# WHAT YOU WILL DO:
Please transcribe, without any changes, the stretch of the items below from the line containing "Kindly give the mask of every instance of the golden" through the line containing "27 260 L 22".

------ DATA SHOWN ------

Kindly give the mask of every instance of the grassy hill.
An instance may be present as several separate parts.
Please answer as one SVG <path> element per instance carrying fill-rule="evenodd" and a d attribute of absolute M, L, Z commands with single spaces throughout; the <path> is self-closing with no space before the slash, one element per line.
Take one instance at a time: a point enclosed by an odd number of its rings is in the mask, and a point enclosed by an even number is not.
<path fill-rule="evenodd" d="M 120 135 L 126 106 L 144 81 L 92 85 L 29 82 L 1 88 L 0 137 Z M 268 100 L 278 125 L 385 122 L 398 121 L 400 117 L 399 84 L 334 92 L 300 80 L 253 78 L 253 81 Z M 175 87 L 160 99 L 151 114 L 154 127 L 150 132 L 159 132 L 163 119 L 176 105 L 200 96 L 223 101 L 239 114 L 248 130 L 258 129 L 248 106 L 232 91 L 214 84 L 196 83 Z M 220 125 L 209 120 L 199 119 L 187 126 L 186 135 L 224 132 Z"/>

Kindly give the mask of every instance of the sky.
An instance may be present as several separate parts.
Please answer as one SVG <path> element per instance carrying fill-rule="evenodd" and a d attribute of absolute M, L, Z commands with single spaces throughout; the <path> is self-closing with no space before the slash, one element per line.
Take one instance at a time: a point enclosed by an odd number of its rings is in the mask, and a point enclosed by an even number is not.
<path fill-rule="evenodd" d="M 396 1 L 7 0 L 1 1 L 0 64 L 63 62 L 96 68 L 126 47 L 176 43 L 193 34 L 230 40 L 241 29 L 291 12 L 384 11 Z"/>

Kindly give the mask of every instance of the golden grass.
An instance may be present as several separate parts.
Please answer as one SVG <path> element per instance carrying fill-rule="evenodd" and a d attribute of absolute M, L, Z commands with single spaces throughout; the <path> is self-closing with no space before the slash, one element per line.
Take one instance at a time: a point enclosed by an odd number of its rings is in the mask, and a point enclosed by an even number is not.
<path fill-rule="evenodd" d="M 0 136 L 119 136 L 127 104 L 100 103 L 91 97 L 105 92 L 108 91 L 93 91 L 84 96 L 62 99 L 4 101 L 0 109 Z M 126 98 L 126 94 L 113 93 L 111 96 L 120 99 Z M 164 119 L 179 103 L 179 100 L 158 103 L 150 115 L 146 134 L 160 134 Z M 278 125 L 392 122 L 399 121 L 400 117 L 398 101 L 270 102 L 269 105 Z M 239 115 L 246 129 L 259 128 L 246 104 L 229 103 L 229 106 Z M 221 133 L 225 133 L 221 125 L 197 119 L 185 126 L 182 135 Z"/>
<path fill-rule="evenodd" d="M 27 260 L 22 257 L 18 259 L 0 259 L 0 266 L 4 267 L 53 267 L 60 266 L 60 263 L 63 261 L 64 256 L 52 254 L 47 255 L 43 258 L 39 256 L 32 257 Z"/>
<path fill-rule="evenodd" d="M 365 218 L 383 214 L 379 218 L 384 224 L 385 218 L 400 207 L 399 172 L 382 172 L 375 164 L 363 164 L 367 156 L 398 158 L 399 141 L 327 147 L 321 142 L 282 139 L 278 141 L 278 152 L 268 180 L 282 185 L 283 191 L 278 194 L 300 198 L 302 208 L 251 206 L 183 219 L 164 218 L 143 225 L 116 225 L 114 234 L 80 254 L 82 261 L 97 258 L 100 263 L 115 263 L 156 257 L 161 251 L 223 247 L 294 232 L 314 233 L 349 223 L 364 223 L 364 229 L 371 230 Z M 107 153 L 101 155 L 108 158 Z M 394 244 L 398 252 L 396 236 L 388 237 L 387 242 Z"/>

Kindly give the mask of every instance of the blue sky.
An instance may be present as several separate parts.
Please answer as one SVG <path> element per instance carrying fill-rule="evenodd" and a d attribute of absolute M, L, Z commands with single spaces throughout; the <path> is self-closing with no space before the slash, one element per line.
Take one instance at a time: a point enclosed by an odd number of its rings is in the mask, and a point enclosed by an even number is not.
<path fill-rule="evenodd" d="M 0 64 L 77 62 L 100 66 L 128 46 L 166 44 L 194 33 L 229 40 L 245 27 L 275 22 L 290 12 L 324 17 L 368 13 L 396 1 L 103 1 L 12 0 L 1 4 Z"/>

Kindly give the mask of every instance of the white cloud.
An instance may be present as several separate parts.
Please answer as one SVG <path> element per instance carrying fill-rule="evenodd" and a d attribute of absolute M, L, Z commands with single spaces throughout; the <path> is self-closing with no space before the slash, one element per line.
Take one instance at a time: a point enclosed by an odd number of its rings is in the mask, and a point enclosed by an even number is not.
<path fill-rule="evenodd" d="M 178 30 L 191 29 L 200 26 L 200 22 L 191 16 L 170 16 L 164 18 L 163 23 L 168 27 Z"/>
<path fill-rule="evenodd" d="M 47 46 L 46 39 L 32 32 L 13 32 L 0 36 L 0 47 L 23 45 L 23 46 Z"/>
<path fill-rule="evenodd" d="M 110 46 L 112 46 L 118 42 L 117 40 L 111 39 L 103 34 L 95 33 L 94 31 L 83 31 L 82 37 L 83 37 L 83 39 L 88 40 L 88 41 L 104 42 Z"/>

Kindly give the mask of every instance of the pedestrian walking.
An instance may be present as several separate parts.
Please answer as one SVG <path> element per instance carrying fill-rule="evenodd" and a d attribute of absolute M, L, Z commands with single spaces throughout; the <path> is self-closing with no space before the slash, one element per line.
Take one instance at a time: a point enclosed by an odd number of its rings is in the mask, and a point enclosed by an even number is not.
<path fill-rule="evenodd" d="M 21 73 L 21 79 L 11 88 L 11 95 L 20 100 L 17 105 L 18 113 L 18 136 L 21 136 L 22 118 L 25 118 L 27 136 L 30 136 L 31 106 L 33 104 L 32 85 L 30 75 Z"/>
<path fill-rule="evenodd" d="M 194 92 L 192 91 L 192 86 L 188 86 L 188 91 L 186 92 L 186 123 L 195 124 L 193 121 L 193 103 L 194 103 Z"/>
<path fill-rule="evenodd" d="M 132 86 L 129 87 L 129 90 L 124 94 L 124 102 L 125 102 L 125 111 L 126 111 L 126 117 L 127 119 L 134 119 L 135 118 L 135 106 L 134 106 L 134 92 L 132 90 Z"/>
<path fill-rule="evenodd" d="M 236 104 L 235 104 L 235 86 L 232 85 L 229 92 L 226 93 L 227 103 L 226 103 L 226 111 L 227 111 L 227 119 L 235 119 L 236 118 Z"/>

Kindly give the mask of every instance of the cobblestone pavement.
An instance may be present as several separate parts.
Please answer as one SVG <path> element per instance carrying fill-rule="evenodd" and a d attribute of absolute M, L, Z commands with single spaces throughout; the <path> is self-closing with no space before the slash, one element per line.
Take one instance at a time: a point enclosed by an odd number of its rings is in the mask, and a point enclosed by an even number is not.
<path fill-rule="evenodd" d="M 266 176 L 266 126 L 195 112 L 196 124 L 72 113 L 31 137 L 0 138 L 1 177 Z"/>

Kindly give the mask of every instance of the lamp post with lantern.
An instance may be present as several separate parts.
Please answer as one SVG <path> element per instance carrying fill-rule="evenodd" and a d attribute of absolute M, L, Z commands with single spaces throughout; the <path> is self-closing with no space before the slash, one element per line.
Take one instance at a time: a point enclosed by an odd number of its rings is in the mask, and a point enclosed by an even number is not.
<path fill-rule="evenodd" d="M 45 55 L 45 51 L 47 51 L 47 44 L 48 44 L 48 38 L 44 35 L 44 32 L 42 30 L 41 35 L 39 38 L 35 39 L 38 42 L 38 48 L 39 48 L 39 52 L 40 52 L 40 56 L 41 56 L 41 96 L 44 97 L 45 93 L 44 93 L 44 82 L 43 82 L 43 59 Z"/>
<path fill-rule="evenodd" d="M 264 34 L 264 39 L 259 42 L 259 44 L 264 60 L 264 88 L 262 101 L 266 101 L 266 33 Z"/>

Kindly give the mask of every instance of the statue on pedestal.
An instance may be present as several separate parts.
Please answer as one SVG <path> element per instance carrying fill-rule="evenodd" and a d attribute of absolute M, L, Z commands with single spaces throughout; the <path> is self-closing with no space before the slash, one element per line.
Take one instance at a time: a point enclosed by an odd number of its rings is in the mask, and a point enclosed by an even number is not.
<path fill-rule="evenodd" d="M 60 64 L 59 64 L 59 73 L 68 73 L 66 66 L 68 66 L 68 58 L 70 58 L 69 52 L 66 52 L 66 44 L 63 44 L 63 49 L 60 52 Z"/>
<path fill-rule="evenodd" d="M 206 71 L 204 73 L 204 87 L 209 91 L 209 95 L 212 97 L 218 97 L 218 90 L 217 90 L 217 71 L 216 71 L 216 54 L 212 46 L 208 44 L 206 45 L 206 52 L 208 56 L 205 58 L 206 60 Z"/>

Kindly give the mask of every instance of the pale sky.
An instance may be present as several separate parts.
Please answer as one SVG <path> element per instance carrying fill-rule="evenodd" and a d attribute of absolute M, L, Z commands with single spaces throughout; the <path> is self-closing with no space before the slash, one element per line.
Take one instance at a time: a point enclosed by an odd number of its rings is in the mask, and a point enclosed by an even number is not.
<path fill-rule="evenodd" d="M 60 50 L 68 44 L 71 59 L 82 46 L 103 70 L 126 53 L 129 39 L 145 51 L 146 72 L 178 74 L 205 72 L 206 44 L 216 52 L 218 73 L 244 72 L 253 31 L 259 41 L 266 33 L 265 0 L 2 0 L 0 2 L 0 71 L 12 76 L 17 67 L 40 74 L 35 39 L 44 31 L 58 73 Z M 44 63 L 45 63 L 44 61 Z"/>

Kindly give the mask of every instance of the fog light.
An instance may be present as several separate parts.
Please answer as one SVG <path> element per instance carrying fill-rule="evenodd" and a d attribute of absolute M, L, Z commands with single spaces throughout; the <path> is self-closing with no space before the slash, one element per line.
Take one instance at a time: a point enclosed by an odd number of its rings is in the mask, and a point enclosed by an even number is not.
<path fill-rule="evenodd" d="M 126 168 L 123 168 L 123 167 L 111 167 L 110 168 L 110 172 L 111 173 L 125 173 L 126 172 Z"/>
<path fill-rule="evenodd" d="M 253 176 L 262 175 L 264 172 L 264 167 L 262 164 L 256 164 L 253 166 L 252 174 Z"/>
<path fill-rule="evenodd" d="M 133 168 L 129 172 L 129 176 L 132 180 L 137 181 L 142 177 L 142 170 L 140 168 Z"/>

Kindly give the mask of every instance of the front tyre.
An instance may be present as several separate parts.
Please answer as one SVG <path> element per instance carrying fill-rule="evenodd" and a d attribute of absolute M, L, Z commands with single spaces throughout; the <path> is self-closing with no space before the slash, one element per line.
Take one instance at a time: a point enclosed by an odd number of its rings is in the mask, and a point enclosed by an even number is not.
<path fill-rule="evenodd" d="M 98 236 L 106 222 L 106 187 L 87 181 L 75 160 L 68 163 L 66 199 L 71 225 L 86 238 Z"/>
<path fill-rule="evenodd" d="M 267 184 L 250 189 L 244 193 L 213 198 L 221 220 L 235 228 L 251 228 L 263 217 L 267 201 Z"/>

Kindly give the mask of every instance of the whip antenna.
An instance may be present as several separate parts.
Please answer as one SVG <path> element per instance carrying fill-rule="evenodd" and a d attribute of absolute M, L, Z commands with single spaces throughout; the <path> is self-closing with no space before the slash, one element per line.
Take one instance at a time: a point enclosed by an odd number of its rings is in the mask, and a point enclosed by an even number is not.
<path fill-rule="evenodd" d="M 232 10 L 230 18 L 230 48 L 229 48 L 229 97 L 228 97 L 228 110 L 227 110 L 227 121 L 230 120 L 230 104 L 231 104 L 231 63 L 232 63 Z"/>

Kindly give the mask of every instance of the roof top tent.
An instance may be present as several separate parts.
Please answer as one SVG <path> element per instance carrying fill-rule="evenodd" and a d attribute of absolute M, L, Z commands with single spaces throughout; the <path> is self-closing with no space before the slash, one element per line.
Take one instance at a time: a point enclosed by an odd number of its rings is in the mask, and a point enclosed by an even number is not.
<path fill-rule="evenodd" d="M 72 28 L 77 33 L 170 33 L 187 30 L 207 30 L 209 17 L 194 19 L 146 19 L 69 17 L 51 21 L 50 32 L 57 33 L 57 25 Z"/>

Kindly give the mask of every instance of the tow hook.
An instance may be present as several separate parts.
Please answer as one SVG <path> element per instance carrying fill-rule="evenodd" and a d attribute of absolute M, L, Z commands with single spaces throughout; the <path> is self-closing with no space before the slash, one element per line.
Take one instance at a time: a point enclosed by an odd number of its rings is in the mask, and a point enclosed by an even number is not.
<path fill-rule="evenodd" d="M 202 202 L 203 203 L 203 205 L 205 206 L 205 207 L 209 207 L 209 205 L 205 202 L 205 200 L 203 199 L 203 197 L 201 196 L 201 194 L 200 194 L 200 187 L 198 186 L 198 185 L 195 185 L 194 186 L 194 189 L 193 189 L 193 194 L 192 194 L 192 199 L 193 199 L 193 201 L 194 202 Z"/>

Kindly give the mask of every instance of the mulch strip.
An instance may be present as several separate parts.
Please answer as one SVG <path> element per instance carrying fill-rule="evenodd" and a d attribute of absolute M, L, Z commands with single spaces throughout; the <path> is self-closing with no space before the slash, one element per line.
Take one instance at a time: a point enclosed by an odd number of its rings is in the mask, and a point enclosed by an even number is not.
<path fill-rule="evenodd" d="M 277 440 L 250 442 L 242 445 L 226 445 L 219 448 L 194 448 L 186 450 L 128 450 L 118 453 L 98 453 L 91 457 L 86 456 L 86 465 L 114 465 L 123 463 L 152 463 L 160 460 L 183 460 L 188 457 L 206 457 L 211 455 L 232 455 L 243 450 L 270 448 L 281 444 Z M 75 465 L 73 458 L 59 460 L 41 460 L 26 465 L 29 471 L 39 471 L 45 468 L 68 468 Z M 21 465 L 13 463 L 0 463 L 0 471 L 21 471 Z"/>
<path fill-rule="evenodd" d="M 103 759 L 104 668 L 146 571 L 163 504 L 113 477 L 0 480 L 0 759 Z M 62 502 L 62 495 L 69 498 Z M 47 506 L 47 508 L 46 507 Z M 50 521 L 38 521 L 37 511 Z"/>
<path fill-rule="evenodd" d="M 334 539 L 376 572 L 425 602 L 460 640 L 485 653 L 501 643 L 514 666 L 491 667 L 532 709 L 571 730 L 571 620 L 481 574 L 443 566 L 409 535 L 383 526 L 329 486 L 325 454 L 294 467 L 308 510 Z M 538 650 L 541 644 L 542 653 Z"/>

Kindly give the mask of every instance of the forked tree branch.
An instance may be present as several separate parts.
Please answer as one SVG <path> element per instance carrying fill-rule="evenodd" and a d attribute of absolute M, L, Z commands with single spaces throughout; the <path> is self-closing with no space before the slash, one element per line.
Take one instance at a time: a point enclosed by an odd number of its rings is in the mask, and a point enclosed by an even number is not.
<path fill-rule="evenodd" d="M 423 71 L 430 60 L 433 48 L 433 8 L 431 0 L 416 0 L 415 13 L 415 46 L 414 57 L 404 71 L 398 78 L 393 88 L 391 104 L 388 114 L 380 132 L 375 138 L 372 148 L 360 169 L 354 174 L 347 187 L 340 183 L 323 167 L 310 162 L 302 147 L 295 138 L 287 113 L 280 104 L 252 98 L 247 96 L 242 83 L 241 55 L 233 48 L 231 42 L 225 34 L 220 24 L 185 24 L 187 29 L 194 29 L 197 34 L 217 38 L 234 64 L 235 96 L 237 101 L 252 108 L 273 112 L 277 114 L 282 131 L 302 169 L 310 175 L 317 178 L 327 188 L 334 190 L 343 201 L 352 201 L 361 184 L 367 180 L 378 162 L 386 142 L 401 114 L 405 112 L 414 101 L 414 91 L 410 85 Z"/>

------

# RIGHT ANSWER:
Kindly give the mask of every instance of the golden grass.
An instance may be present as several separate parts.
Please answer as one SVG <path> element per instance carrying fill-rule="evenodd" and a d attribute of absolute M, L, Z commands with single spaces throughout; the <path> is self-closing with no space before the slash, one element per line.
Take one instance at a time: a point enclosed by an odd number of its rings is in the mask, and a point enclosed by an even number is not.
<path fill-rule="evenodd" d="M 0 136 L 119 136 L 127 104 L 100 103 L 91 97 L 105 92 L 108 91 L 93 91 L 84 96 L 62 99 L 4 101 L 0 109 Z M 126 98 L 126 94 L 113 93 L 111 96 L 120 99 Z M 164 119 L 179 103 L 179 100 L 158 103 L 150 115 L 146 134 L 160 134 Z M 278 125 L 392 122 L 399 121 L 400 117 L 398 101 L 270 102 L 269 105 Z M 239 115 L 246 129 L 259 128 L 246 104 L 229 103 L 229 106 Z M 221 133 L 225 133 L 221 125 L 197 119 L 185 126 L 182 135 Z"/>
<path fill-rule="evenodd" d="M 27 260 L 22 257 L 18 259 L 0 259 L 0 266 L 4 267 L 53 267 L 60 266 L 60 263 L 63 261 L 64 256 L 52 254 L 47 255 L 43 258 L 39 256 L 32 257 Z"/>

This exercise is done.